# Point localization data

****************

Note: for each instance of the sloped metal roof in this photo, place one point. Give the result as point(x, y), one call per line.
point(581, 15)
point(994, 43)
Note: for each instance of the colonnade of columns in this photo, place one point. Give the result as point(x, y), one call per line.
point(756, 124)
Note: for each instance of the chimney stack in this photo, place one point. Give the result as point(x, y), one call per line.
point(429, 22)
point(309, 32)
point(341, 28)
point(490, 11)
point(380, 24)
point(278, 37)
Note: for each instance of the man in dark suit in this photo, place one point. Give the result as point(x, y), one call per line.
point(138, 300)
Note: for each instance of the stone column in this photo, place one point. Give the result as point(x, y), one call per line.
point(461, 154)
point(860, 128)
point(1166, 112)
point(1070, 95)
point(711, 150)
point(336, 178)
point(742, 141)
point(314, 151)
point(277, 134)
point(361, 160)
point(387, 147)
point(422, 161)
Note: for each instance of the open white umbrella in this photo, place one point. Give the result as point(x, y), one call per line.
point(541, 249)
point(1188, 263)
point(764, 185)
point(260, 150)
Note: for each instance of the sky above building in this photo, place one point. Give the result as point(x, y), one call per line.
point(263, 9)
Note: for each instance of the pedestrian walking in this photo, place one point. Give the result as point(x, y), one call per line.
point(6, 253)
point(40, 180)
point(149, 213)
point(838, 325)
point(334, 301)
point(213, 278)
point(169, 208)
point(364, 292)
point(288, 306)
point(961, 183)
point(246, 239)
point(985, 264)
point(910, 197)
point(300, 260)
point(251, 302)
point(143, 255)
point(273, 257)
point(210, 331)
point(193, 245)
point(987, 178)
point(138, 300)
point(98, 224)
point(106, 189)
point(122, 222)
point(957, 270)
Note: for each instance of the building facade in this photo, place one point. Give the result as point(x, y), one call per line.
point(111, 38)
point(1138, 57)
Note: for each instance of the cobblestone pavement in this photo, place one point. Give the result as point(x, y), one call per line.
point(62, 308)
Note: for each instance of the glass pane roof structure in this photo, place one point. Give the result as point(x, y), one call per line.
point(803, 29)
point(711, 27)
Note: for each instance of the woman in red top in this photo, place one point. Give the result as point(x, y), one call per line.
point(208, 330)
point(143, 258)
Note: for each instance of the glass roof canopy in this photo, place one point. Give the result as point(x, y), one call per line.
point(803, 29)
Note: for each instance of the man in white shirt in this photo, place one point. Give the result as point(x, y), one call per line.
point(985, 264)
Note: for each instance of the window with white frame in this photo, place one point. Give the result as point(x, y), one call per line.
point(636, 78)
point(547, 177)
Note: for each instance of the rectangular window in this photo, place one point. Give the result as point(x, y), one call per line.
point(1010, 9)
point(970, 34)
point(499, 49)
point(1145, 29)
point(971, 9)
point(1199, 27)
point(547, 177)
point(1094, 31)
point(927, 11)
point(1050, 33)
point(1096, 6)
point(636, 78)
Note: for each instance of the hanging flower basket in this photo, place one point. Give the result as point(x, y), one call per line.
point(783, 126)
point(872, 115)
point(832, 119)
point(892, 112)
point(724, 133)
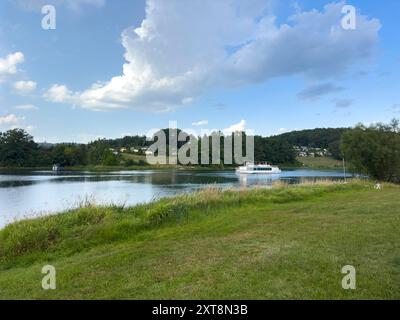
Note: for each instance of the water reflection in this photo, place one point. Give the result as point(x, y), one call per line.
point(28, 194)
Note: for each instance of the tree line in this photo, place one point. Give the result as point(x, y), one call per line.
point(373, 150)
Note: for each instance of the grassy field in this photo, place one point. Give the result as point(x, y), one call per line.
point(320, 162)
point(284, 243)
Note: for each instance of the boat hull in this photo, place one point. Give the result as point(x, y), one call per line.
point(258, 172)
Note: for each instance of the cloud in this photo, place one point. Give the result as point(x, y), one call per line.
point(35, 5)
point(200, 123)
point(24, 87)
point(26, 107)
point(10, 119)
point(59, 93)
point(396, 108)
point(342, 103)
point(238, 127)
point(8, 65)
point(182, 49)
point(315, 91)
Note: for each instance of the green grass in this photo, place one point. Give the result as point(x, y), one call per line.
point(284, 243)
point(320, 162)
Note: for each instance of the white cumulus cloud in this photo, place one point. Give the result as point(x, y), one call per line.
point(24, 87)
point(238, 127)
point(26, 107)
point(184, 48)
point(9, 119)
point(200, 123)
point(9, 64)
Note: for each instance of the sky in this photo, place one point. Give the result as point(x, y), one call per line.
point(112, 68)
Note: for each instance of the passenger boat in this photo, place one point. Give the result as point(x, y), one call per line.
point(262, 168)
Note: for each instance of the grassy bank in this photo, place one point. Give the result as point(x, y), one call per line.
point(284, 243)
point(319, 163)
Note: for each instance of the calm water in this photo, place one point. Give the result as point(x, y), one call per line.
point(28, 194)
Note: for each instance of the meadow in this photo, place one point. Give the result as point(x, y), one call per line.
point(289, 242)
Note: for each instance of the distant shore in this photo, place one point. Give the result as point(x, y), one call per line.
point(289, 242)
point(302, 163)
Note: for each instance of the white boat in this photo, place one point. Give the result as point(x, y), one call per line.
point(262, 168)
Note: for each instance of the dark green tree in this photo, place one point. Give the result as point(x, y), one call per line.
point(374, 150)
point(17, 149)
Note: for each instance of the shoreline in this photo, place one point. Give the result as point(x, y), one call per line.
point(194, 241)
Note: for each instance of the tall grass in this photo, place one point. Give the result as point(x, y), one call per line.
point(76, 230)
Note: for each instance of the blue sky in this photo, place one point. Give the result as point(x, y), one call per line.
point(226, 64)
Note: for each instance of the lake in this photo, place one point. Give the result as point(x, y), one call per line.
point(26, 194)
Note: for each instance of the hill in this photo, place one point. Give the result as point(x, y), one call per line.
point(284, 243)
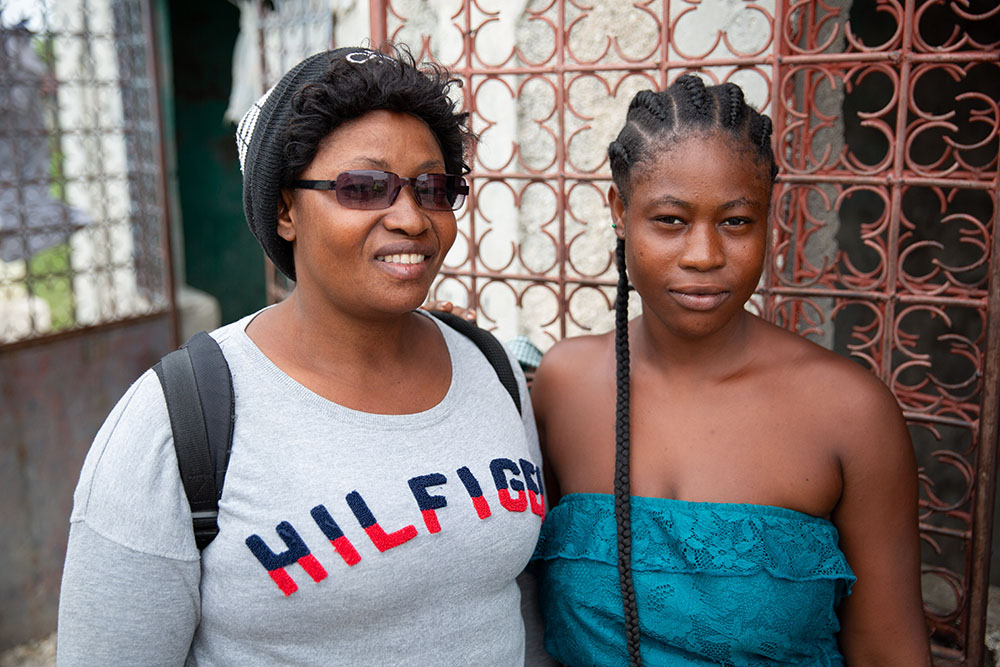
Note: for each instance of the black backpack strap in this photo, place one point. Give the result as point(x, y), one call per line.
point(491, 348)
point(198, 389)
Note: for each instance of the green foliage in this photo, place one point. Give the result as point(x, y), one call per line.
point(49, 278)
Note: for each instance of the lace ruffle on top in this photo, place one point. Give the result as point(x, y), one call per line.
point(716, 584)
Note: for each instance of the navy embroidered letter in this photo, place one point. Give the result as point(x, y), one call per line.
point(475, 491)
point(276, 563)
point(335, 535)
point(426, 502)
point(497, 467)
point(379, 537)
point(535, 494)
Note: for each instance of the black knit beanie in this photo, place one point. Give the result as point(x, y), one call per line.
point(260, 140)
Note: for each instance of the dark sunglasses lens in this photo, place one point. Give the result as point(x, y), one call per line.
point(441, 192)
point(366, 190)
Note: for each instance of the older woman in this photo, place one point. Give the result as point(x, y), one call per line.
point(378, 503)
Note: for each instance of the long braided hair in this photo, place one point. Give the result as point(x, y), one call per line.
point(655, 120)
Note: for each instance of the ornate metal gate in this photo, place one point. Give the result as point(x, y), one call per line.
point(884, 238)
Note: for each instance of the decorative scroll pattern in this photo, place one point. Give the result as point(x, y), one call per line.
point(886, 119)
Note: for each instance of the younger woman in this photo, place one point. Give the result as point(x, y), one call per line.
point(774, 515)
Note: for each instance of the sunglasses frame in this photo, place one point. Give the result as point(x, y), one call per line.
point(396, 182)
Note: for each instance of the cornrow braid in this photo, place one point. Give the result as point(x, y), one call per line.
point(737, 107)
point(696, 99)
point(623, 497)
point(655, 121)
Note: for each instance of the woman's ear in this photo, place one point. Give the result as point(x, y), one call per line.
point(286, 225)
point(617, 211)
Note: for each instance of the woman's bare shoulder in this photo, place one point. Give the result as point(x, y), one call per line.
point(570, 364)
point(819, 381)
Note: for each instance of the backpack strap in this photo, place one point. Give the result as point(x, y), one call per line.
point(198, 389)
point(491, 348)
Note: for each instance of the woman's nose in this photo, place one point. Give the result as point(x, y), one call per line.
point(702, 248)
point(406, 215)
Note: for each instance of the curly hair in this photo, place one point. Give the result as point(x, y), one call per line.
point(350, 89)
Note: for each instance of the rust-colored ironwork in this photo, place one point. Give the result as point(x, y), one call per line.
point(884, 244)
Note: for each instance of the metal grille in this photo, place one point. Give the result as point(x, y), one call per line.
point(82, 224)
point(884, 243)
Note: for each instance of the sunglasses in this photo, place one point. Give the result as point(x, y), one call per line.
point(372, 190)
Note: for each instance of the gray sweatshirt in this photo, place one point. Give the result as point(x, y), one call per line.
point(346, 538)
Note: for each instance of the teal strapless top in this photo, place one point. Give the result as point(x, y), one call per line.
point(716, 584)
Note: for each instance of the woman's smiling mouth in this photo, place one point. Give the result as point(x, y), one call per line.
point(700, 300)
point(408, 258)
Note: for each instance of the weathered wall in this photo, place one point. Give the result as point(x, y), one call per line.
point(53, 398)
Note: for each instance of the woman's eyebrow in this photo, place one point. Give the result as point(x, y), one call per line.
point(670, 200)
point(739, 201)
point(378, 163)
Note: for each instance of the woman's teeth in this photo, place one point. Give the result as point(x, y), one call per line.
point(401, 259)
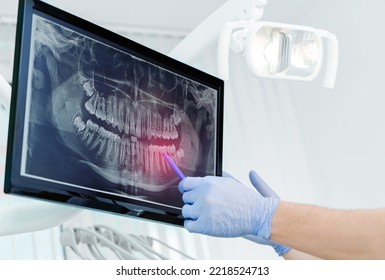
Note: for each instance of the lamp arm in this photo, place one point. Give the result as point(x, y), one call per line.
point(208, 31)
point(5, 93)
point(332, 60)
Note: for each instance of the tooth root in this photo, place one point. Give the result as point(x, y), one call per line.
point(127, 120)
point(90, 105)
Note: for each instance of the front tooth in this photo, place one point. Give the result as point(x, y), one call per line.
point(79, 124)
point(91, 103)
point(121, 115)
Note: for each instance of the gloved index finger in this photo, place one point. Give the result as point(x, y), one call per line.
point(189, 183)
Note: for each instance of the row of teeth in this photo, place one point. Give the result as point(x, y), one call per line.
point(125, 151)
point(120, 114)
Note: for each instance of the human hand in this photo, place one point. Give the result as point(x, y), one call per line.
point(265, 191)
point(224, 207)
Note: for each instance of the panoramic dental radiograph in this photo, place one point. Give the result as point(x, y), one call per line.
point(99, 118)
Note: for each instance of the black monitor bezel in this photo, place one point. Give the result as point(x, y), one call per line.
point(16, 184)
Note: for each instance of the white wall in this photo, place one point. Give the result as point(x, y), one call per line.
point(312, 145)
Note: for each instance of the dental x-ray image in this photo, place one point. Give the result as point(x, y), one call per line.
point(99, 117)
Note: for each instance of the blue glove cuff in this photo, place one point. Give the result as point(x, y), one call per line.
point(269, 207)
point(281, 250)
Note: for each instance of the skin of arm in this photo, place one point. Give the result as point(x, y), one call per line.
point(328, 233)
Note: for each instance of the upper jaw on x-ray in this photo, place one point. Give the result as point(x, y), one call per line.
point(119, 113)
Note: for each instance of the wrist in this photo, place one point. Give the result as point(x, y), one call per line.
point(264, 212)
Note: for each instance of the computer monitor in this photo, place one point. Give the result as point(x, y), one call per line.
point(93, 112)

****************

# The problem
An exact repeat of the lines from the one containing "Note: for each instance of the upper" through the final line of the entries is the whole answer.

# Result of the task
Note: for each instance of the upper jaw on x-ray in this photo, place one point. Give the result as point(x, y), one call per line.
point(119, 113)
Note: for each instance of the wrist in this photo, place one point. Give the result as point(x, y), one call per line.
point(264, 212)
Note: for each instance of the computer monitor in this photo, place one point. Give the result as point(x, y), one call per line.
point(93, 112)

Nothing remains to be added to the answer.